+++ Supplied records

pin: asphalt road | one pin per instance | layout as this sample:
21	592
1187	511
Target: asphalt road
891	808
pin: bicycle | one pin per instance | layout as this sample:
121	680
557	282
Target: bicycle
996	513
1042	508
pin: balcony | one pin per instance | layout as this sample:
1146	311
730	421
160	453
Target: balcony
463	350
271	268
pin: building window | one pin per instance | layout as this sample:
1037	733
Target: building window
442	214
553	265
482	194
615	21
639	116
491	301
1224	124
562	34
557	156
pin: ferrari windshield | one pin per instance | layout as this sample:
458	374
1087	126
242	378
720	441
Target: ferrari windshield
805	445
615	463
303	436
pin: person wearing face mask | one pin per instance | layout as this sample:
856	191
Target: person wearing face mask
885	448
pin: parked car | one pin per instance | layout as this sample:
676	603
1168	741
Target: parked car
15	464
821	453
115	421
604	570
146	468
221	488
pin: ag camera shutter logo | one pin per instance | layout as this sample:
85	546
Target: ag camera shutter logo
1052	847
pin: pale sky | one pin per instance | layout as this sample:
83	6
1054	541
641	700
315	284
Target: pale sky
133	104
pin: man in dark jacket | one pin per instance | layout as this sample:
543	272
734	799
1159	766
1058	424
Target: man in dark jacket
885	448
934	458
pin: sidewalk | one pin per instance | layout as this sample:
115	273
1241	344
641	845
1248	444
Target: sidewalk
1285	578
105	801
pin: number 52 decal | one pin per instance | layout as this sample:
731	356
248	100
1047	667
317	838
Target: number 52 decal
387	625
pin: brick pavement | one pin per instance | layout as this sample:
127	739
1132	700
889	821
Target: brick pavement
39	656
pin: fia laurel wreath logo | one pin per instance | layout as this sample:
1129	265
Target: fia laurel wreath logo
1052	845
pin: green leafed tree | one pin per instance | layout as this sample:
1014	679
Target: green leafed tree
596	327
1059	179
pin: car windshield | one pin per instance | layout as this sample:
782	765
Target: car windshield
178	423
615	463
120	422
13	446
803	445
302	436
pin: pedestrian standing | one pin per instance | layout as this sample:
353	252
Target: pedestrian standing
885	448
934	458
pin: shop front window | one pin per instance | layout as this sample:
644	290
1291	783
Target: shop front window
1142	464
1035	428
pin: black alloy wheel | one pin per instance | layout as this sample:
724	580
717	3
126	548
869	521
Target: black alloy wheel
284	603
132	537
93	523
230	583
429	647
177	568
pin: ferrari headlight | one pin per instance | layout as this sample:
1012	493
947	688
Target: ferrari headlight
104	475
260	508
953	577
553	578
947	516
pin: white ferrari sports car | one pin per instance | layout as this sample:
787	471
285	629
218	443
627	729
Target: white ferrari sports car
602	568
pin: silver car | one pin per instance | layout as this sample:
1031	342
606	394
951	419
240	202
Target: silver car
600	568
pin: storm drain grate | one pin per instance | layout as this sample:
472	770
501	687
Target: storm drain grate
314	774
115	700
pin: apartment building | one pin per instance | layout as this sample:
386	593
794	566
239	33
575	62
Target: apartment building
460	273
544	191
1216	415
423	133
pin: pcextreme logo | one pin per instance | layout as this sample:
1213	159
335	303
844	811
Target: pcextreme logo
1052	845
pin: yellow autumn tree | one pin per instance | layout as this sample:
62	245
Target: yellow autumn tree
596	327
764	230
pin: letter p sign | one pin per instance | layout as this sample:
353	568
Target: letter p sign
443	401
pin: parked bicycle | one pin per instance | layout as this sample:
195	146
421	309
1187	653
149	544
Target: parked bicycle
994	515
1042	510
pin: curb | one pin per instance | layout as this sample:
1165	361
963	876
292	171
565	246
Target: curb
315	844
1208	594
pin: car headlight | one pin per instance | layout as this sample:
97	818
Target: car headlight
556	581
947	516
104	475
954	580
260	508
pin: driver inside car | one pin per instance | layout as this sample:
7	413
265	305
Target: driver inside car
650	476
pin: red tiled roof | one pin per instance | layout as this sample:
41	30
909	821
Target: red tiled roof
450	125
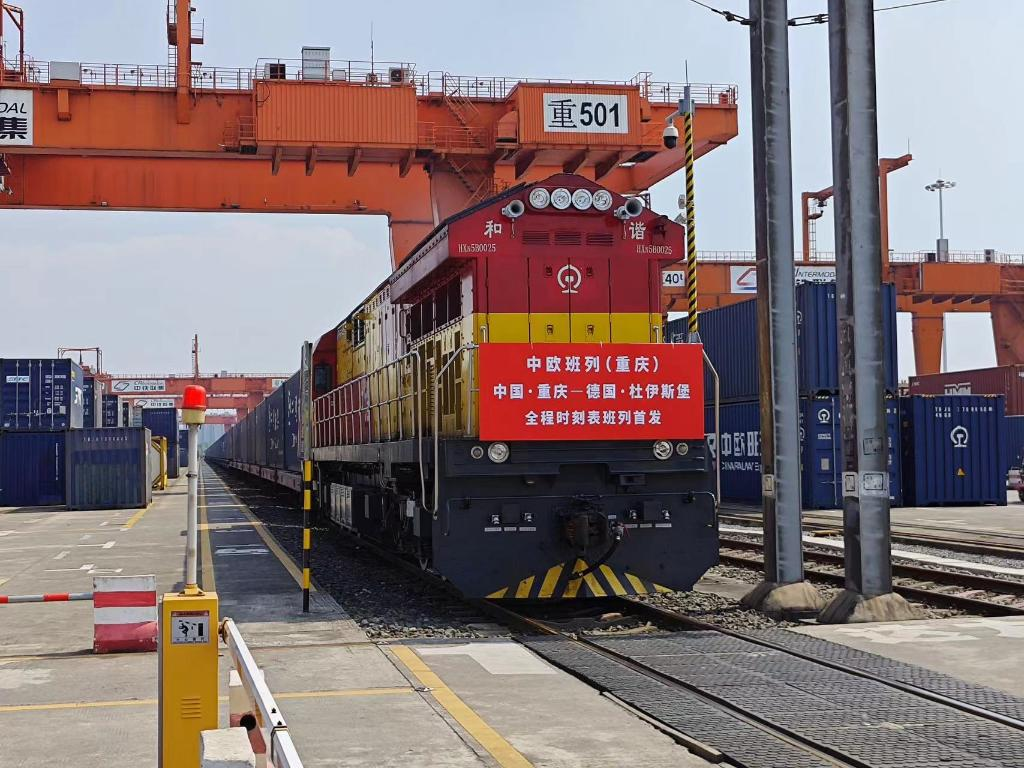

++++++

**Your goal**
Which lines in the data above contain the string "standing"? Copy out each of those lines. A match must have the same case.

**Solution for this task**
pin: pedestrian standing | one pin per instance | layout as this sample:
Target: pedestrian standing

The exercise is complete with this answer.